Anything for A Buck!

Anything for A Buck!

Tanzania’s scandals and sheer wastefulness of its bountiful natural resources are legendary. But last month’s incident took the prize.

In addition to the world’s second largest single vein of gold, countless copper and recent rumors of off-shore oil, large deposits of uranium were discovered hardly 100 miles from the port of Dar-es-Salaam last year.

The fact that most of the streaks were in the massive Selous Game Reserve really was incidental. According to the government less than 1% of the reserve would be effected.

Not the Tanzanian government is to be believed about the time the sun rises, but the way the natural resources ministry mismanaged the gold mining near Lake Victoria, which has essentially stalled normal mining, I think gave hope to many environmentalists who simply expected this new discovery will also be bungled.

But uranium has a “security” component to it gold does not. The interest of world powers is acute. No fewer than 26 multinationals (and one Tanzanian) company are now involved.

In approval faster than a speeding bullet, UNESCO who fought tooth and nail to protect a single road from bisecting the Serengeti, approved yet to be revealed mining methodology of the world’s largest protected wilderness, The Selous.

By 2014, optimistic businessmen claim, Tanzania will become the world’s eighth largest producer of uranium.

All to be expected, and despite my sarcasm I have never opposed proper natural resource extraction from Africa and I’ve always countenanced arguments for extracting it from protected wildernesses.

The fact is that the world is energy desperate and Africa is sitting on the golden goose. It’s about time that Africa get its fair share.

And that’s the problem, now. There are so few fair shares of Tanzania’s gold getting back to the local population that it’s a joke.

## [GIVEN ENTRIES]
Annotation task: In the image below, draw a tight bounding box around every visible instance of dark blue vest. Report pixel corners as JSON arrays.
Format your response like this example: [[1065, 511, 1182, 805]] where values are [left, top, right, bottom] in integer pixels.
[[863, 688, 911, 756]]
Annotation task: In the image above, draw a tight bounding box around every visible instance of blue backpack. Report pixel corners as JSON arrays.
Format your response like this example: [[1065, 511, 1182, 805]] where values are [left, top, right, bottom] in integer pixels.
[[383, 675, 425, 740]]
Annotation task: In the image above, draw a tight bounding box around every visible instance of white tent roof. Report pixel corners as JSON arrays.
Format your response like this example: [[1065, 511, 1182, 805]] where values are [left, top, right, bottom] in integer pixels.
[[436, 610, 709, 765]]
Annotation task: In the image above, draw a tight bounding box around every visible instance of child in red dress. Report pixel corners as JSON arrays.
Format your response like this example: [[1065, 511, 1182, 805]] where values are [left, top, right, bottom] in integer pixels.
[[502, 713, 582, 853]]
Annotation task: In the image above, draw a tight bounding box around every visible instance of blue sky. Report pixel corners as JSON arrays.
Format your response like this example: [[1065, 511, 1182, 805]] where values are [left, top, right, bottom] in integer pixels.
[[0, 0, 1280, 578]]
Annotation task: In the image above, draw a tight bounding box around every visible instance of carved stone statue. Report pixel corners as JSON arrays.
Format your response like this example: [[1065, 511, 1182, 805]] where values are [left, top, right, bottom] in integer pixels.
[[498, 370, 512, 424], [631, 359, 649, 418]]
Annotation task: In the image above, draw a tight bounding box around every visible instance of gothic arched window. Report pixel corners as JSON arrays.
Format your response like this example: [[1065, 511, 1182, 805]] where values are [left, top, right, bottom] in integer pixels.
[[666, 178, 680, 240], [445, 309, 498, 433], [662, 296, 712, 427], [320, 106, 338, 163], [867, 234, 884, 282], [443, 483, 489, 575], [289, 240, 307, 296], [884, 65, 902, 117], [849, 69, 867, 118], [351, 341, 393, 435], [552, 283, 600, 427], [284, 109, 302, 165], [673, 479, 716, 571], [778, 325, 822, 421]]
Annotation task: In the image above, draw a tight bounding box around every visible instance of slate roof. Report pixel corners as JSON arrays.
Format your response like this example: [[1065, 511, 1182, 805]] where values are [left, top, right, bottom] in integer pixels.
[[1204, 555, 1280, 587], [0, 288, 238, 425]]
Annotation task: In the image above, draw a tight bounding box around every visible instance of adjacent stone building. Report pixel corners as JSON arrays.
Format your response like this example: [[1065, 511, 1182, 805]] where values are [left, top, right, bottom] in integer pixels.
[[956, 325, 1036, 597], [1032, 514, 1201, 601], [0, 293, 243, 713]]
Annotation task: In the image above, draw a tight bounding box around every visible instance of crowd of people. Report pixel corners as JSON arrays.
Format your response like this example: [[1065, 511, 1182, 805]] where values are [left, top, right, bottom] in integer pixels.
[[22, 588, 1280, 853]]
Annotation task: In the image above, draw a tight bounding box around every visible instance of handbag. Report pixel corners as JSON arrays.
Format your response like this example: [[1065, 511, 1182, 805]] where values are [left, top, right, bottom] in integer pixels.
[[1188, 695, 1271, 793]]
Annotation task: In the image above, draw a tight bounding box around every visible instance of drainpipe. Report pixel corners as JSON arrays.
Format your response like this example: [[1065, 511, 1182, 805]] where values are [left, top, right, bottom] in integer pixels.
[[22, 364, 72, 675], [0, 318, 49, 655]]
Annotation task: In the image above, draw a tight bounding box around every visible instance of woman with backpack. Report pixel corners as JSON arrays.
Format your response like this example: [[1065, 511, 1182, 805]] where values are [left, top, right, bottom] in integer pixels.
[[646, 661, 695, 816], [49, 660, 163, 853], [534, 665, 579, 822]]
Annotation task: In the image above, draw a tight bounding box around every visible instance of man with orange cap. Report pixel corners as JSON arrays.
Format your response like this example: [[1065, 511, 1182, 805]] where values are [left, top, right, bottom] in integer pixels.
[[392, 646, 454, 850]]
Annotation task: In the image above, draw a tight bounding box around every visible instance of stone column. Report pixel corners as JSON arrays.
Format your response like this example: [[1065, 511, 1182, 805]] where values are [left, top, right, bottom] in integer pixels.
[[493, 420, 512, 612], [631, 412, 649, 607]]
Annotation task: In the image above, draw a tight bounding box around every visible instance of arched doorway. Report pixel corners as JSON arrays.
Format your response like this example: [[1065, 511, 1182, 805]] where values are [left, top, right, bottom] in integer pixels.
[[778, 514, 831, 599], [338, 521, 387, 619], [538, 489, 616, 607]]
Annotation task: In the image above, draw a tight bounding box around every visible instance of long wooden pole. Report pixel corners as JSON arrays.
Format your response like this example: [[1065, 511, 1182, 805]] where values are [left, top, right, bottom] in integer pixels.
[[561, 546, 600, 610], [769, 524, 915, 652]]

## [TASKS FOR THIS EXERCISE]
1. Using the piece on uranium mining in Tanzania, decide whether each statement agrees with it: (a) the uranium deposits were found roughly 100 miles from the port of Dar-es-Salaam; (b) exactly 26 companies, all of them multinationals, are involved; (c) the writer has always rejected arguments for extracting resources from protected wildernesses. Answer yes or no for each and quote the words that decide it.
2. In the piece on uranium mining in Tanzania, what do optimistic businessmen claim Tanzania will become by 2014?
3. Continue the piece on uranium mining in Tanzania from its last sentence.

## [ANSWER SET]
1.
(a) Yes: "large deposits of uranium were discovered hardly 100 miles from the port of Dar-es-Salaam last year"
(b) No: "No fewer than 26 multinationals (and one Tanzanian) company are now involved."
(c) No: "I’ve always countenanced arguments for extracting it from protected wildernesses."

2. The world’s eighth largest producer of uranium.

3.
Now, one of the few rational, educated, articulate Tanzanian politicians, the shadow minister of natural resources, Ms. Halima Mdee, has revealed that one of Tanzania’s equally unscrupulous hunting companies, Game Frontiers, has actually sold off the block of Selous given it for hunting to a mining company!

And no one seems to care!

The fact that this violates a tome of Tanzanian law isn’t the point, since most of Tanzanian law is violated one way or the other. It’s just the sheer crassness of this move that’s so infuriating.

What’s more, Ms. Mdee seems to understand that any legal argument is pointless, so she is scolding the government on larger ethical and moral grounds.

“Other than the illegality of the contracts,” Tanzania’s Guardian newspaper reported, “she described what she called ‘unfair’ distribution of disbursed compensations on the part of the hunting company embezzling the villagers share.”

Did you get that?

The way to appeal to either popular consensus or somehow otherwise gain political advantage is to drop altogether the body of law in Tanzania and the rest of the world that disallows a hunting company to farm out a country’s resources, and claim that the local people in and around the hunting block aren’t getting their fair share of the loot from the illicit deal!

Whoa Tanzania. Yes, thank you Ms. Mdee, and by the way how are you doing with the laundry of al-Qaeda’s Somali weapons?